• _AUFGABE 1_
Warum gehen die Reedereien laut dem Textauszug über Schiffsprüfungen manchmal auf die Erpressung der Schiffseigentümer ein? Antworte in ein bis drei Sätzen.

Beim Frühstück wollen wir natürlich wissen, wie der Stand der Dinge ist. Keiner weiß, wann es losgeht, keiner verspricht irgendwas. Der Ingenieur ist soooo frustriert. Er hat das Problem identifiziert, weiß aber nicht, wie er es beheben kann. Es handelt sich um vier von sieben Ventilen, wovon zwei ersetzt wurden. Immer wenn er alles auseinander, gecheckt und wieder zusammengebaut hat, funktionieren sie für kurze Zeit und dann wieder nicht. Er hat bis heute früh um 5:00 gearbeitet und ähnelt mittlerweile einem Zombie.
Pierre: “Vielleicht sollten wir einen Hexentanz um die Maschine machen.” Der Kapitän: “Ja, das Problem ist nur, wo bekommen wir die Hexe her?” und zwinkert mir zu. Ich: “Nicht ich! Ihr müsst eine ausHamburg finden, die auf ihren Besen einfliegt!”
Der Ingenieur muss nicht alles allein reparieren. Es gibt noch mehrere Ingenieure an Bord, die ihn unterstützen und in den letzten Tagen hat man wohl schon viele Kollegen in ganz Europa kontaktiert in der Hoffnung einen Rat zu bekommen.
Gestern habe ich den Chinesen von der Deutschen Lloyd mit ölverschmiertem Overall gesehen. Er konnte die Bright Sky nicht zum Auslaufen freigeben. Ich frage, ob Schiffe, wie Autos, auch regelmäßig zum TÜV, bzw. Von der Deutschen Lloyd überprüft werden müssen. Der Kapitän gibt bereitwillig Auskunft:
Schiffe, die in europäischen Häfen einlaufen, werden einmal im Jahr überprüft und alle fünf Jahre kommen sie aufs Trockendock für eine Generalüberholung. Manchmal scheuen die Eigentümer die hohen Wartungskosten und erpressen die Reedereien: Wenn ihr das Schiff nicht so nehmt, wie es ist, ziehe ich es aus der Reederei heraus. Die Reedereien gehen manchmal darauf ein, da es um große Gewinne geht, aber wenn es auffliegt, können sie bis zu zwei Jahren suspendiert werden und dann sind die Gewinne natürlich weg. Das ganze System macht also die Schifffahrt sicherer.

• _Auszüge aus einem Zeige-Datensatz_

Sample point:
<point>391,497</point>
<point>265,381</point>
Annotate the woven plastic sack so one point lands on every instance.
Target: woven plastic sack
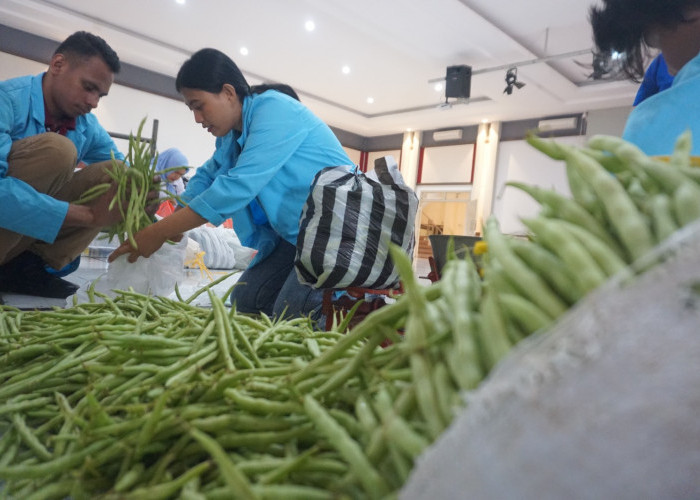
<point>348,222</point>
<point>155,275</point>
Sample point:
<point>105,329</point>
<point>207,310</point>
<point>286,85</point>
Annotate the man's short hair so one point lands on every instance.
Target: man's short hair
<point>82,43</point>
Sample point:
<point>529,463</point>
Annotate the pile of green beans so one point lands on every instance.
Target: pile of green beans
<point>623,204</point>
<point>139,396</point>
<point>146,397</point>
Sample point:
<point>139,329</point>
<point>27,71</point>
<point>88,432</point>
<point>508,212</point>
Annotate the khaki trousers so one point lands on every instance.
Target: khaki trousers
<point>47,163</point>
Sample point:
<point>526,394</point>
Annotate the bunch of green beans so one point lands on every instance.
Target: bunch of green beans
<point>133,187</point>
<point>145,397</point>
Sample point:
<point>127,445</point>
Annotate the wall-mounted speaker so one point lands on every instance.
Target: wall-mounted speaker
<point>458,81</point>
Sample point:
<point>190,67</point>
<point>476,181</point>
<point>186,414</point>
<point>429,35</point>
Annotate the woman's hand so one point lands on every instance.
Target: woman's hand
<point>148,241</point>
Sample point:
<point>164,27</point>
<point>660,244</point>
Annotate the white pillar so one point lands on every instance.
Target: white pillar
<point>484,175</point>
<point>410,157</point>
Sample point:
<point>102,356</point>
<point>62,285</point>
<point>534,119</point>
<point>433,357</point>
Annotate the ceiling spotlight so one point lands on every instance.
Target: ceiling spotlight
<point>602,65</point>
<point>512,81</point>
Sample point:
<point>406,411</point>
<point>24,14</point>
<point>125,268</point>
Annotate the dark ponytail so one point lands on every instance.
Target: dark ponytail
<point>210,70</point>
<point>620,26</point>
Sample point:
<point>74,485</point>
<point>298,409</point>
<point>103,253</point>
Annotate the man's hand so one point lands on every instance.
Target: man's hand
<point>148,241</point>
<point>153,197</point>
<point>103,216</point>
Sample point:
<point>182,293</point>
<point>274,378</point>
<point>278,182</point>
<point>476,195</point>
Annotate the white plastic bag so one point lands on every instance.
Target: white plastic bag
<point>155,275</point>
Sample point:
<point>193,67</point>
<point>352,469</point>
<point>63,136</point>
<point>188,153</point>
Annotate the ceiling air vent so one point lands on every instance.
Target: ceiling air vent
<point>569,123</point>
<point>447,135</point>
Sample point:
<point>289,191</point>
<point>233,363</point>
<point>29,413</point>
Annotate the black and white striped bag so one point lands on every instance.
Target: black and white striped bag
<point>347,224</point>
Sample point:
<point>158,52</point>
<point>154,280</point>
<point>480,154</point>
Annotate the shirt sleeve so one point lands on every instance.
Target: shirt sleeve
<point>100,145</point>
<point>23,209</point>
<point>273,133</point>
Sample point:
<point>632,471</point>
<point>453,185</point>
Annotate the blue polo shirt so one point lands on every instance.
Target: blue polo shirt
<point>23,209</point>
<point>273,160</point>
<point>655,124</point>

• _AUFGABE 2_
Aktualisiere die Zeilen der Auflistung von ihrem Anfang bis einschließlich der Zeile mit „<point>103,216</point>“, indem du „Annotate“ durch „Mark“ ersetzt und sonst nichts änderst. Gib nur diese Zeilen ohne die Bilder aus.

• _LÖSUNG 1_
Die Reedereien geben nach, weil es um große Gewinne geht. Die Eigentümer drohen, das Schiff aus der Reederei herauszuziehen, wenn die Reederei es nicht so nimmt, wie es ist.

• _LÖSUNG 2_
Sample point:
<point>391,497</point>
<point>265,381</point>
Mark the woven plastic sack so one point lands on every instance.
Target: woven plastic sack
<point>348,222</point>
<point>155,275</point>
Sample point:
<point>105,329</point>
<point>207,310</point>
<point>286,85</point>
Mark the man's short hair so one point lands on every instance.
Target: man's short hair
<point>82,43</point>
Sample point:
<point>529,463</point>
Mark the pile of green beans so one point lands on every instance.
Target: pile of green beans
<point>623,204</point>
<point>139,396</point>
<point>146,397</point>
Sample point:
<point>139,329</point>
<point>27,71</point>
<point>88,432</point>
<point>508,212</point>
Mark the khaki trousers so one point lands on every instance.
Target: khaki trousers
<point>47,163</point>
Sample point:
<point>526,394</point>
Mark the bunch of green beans so one point lands on every instance.
Target: bunch of green beans
<point>133,187</point>
<point>145,397</point>
Sample point:
<point>127,445</point>
Mark the wall-mounted speaker so one point lands on every instance.
Target: wall-mounted speaker
<point>458,81</point>
Sample point:
<point>190,67</point>
<point>476,181</point>
<point>186,414</point>
<point>429,35</point>
Mark the woman's hand so one point lands on every instance.
Target: woman's hand
<point>148,241</point>
Sample point:
<point>164,27</point>
<point>660,244</point>
Mark the white pillar so one point lands on every instance.
Target: white pillar
<point>484,175</point>
<point>410,157</point>
Sample point:
<point>102,356</point>
<point>62,285</point>
<point>534,119</point>
<point>433,357</point>
Mark the ceiling spotlight so one point lands on every instance.
Target: ceiling spotlight
<point>602,65</point>
<point>512,81</point>
Sample point:
<point>406,411</point>
<point>24,14</point>
<point>125,268</point>
Mark the dark ponytail so one point lands on every instance.
Target: dark ponytail
<point>210,70</point>
<point>620,26</point>
Sample point:
<point>74,485</point>
<point>298,409</point>
<point>103,253</point>
Mark the man's hand so one point lands on every instance.
Target: man's hand
<point>148,241</point>
<point>153,197</point>
<point>103,216</point>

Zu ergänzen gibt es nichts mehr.